===== Data in this exercise =====
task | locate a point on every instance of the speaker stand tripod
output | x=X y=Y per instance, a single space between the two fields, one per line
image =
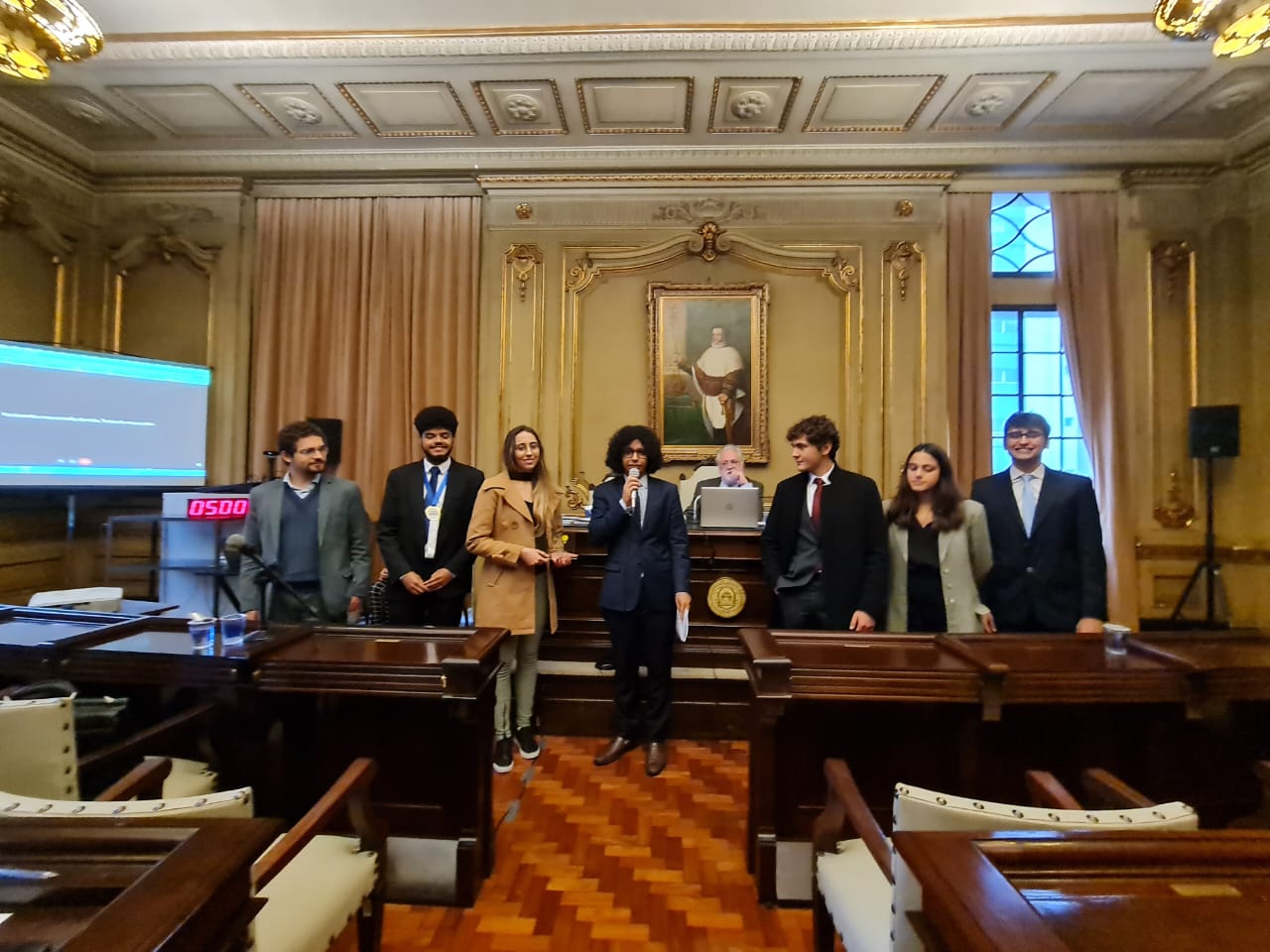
x=1209 y=570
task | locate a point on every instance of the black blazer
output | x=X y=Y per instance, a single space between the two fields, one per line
x=853 y=552
x=403 y=531
x=1060 y=574
x=653 y=556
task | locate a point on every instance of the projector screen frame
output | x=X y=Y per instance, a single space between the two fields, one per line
x=176 y=434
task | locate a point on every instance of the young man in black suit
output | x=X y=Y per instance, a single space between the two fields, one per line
x=1049 y=571
x=423 y=527
x=645 y=585
x=825 y=543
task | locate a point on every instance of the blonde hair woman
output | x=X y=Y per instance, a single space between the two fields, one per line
x=516 y=530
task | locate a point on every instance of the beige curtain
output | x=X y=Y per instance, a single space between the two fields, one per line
x=1086 y=257
x=969 y=350
x=366 y=309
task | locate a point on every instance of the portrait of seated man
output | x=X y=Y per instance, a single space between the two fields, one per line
x=717 y=379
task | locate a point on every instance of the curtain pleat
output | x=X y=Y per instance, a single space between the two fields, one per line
x=969 y=358
x=1086 y=254
x=366 y=309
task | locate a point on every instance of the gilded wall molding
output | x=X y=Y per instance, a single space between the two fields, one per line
x=18 y=214
x=524 y=289
x=1174 y=380
x=613 y=40
x=906 y=359
x=164 y=246
x=837 y=266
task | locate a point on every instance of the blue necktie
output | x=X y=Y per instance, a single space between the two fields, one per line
x=432 y=485
x=1028 y=503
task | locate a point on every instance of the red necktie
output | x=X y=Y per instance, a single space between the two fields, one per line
x=816 y=503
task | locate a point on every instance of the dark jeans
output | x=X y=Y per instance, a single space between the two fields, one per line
x=804 y=607
x=642 y=638
x=286 y=611
x=432 y=610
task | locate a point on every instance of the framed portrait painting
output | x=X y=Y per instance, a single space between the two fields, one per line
x=707 y=379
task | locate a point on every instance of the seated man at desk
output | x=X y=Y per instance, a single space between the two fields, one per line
x=731 y=475
x=312 y=529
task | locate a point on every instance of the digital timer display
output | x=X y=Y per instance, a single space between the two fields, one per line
x=216 y=508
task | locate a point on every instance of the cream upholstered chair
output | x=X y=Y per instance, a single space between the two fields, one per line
x=689 y=483
x=39 y=756
x=865 y=892
x=313 y=884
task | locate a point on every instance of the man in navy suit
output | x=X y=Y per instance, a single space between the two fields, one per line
x=645 y=585
x=1048 y=567
x=825 y=543
x=423 y=527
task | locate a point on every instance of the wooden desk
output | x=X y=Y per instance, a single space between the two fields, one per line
x=421 y=701
x=183 y=887
x=33 y=640
x=1092 y=892
x=970 y=715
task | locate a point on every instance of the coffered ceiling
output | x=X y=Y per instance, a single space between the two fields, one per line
x=399 y=87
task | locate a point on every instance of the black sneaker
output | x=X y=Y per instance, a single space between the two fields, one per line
x=503 y=756
x=527 y=743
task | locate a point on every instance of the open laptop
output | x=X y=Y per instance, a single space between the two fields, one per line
x=730 y=508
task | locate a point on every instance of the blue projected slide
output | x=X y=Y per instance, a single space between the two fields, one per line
x=70 y=417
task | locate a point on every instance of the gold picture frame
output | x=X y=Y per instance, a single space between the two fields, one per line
x=698 y=404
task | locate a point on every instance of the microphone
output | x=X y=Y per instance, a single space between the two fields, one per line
x=238 y=544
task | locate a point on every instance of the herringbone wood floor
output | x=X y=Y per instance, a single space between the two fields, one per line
x=606 y=860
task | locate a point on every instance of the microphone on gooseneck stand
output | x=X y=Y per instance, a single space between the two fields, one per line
x=238 y=544
x=633 y=474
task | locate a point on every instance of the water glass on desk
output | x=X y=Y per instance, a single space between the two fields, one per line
x=232 y=629
x=202 y=633
x=1115 y=639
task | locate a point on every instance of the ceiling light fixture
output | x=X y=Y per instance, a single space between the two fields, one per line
x=1236 y=27
x=33 y=32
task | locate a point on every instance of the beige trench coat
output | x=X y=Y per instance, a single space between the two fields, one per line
x=500 y=527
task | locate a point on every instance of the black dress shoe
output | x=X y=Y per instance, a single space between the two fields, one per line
x=654 y=758
x=617 y=747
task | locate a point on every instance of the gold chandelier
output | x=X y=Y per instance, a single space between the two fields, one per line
x=33 y=32
x=1236 y=27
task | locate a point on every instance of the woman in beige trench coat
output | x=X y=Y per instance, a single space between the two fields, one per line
x=516 y=531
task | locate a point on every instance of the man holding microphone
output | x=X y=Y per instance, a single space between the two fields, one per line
x=645 y=588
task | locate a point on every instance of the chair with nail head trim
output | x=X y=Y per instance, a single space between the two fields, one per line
x=862 y=889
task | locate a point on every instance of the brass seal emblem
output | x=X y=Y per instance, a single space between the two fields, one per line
x=725 y=597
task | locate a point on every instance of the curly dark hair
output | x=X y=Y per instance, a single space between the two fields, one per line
x=947 y=499
x=817 y=430
x=294 y=431
x=624 y=438
x=436 y=417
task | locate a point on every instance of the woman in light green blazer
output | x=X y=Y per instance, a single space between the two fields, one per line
x=940 y=551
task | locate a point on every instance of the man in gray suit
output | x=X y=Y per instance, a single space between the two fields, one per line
x=313 y=532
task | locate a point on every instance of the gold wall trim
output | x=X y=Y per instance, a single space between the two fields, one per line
x=524 y=286
x=164 y=246
x=665 y=178
x=643 y=28
x=837 y=264
x=905 y=272
x=1173 y=336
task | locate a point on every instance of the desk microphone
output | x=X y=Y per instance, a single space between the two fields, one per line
x=238 y=544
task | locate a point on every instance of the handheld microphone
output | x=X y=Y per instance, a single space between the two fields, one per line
x=238 y=544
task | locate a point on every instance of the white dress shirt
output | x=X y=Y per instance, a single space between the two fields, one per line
x=811 y=486
x=430 y=547
x=1016 y=484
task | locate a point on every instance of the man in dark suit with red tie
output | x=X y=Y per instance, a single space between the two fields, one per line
x=423 y=527
x=825 y=543
x=645 y=585
x=1049 y=571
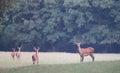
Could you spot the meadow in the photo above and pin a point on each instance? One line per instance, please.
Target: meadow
(55, 62)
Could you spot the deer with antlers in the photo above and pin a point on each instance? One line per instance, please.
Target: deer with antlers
(35, 57)
(85, 52)
(13, 53)
(18, 53)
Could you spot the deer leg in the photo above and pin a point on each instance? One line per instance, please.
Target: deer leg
(33, 62)
(82, 58)
(92, 56)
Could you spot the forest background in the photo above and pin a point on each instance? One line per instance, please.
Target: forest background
(55, 25)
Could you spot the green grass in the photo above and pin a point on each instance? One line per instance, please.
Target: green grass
(86, 67)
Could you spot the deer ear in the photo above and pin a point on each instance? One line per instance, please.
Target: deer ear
(34, 48)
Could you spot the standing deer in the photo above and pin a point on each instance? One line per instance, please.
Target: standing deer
(85, 52)
(35, 57)
(18, 53)
(13, 53)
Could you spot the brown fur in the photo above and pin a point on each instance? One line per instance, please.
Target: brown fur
(85, 52)
(35, 57)
(13, 53)
(18, 53)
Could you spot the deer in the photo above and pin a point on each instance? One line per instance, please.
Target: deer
(35, 57)
(13, 53)
(85, 52)
(18, 53)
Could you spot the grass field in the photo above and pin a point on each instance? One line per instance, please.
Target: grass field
(60, 63)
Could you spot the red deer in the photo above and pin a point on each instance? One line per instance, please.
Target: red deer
(85, 52)
(18, 53)
(13, 53)
(35, 57)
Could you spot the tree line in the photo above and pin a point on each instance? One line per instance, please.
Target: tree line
(55, 25)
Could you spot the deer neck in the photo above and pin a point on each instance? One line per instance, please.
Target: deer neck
(79, 48)
(36, 52)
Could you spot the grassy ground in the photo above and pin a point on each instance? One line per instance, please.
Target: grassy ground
(90, 67)
(60, 63)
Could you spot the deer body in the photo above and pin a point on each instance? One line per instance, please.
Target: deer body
(85, 52)
(18, 53)
(13, 53)
(35, 57)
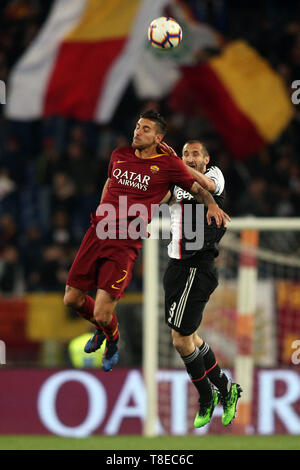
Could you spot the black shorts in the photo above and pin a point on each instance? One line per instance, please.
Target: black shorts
(187, 290)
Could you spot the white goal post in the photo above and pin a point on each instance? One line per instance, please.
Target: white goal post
(247, 227)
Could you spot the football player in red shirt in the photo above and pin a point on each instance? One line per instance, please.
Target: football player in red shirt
(141, 174)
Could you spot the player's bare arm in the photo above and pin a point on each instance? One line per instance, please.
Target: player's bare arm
(204, 197)
(204, 181)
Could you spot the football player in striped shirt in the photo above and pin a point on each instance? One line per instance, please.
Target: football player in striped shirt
(189, 280)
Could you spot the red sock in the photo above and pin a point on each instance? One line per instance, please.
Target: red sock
(111, 330)
(87, 310)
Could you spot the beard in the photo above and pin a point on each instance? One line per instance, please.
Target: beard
(141, 146)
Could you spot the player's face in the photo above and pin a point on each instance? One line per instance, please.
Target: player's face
(193, 156)
(145, 134)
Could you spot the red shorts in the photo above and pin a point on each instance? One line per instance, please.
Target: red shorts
(103, 264)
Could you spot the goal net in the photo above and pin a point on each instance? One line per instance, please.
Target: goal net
(252, 320)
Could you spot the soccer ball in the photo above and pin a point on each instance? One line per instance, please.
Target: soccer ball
(164, 33)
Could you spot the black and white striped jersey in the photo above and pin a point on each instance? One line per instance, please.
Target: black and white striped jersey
(182, 217)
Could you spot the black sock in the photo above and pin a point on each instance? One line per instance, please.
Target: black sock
(213, 371)
(196, 369)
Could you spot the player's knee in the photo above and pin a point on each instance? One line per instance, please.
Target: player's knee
(180, 342)
(73, 299)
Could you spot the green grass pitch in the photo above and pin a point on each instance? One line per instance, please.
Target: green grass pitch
(211, 442)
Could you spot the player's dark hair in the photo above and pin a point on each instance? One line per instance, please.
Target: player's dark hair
(153, 115)
(205, 151)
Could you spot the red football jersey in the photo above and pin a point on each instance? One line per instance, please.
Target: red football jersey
(143, 181)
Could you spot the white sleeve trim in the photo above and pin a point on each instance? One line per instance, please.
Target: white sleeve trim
(216, 175)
=====
Directive:
Put the lines of the records into a Markdown table with the columns "No." and "Text", starting at the line that contains "Could you spot the black and" and ending with the last line of the records. Leave out blank lines.

The completed task:
| No. | Text |
|---|---|
| 1 | Could you spot the black and white striped jersey in the photo above and pin a point on each instance? One line per instance, please. |
| 2 | Target: black and white striped jersey |
| 3 | (182, 217) |
| 4 | Could you spot the black sock in the photo above and pin a point on each instance? One line per instance, please. |
| 5 | Target: black sock |
| 6 | (213, 371) |
| 7 | (196, 369) |
| 8 | Could you spot the player's knee in the photo above and pin a point on each instance? One line per instance, please. |
| 9 | Target: player's knee |
| 10 | (180, 342) |
| 11 | (73, 299) |
| 12 | Could you spot the green grass pitch in the photo above and pin a point on each instance? One line per instance, please. |
| 13 | Target: green grass pitch |
| 14 | (211, 442) |
| 15 | Could you spot the player's dark hair in the photo above and pin a point on each instance? One line per instance, please. |
| 16 | Target: player's dark hair |
| 17 | (153, 115) |
| 18 | (205, 151) |
| 19 | Could you spot the red football jersey in the photo above and pin a point on each instance? One line per instance, please. |
| 20 | Target: red football jersey |
| 21 | (143, 181) |
| 22 | Could you spot the white sleeve trim in the photo above and pin a point on each instance? One line per instance, please. |
| 23 | Target: white sleeve trim |
| 24 | (216, 175) |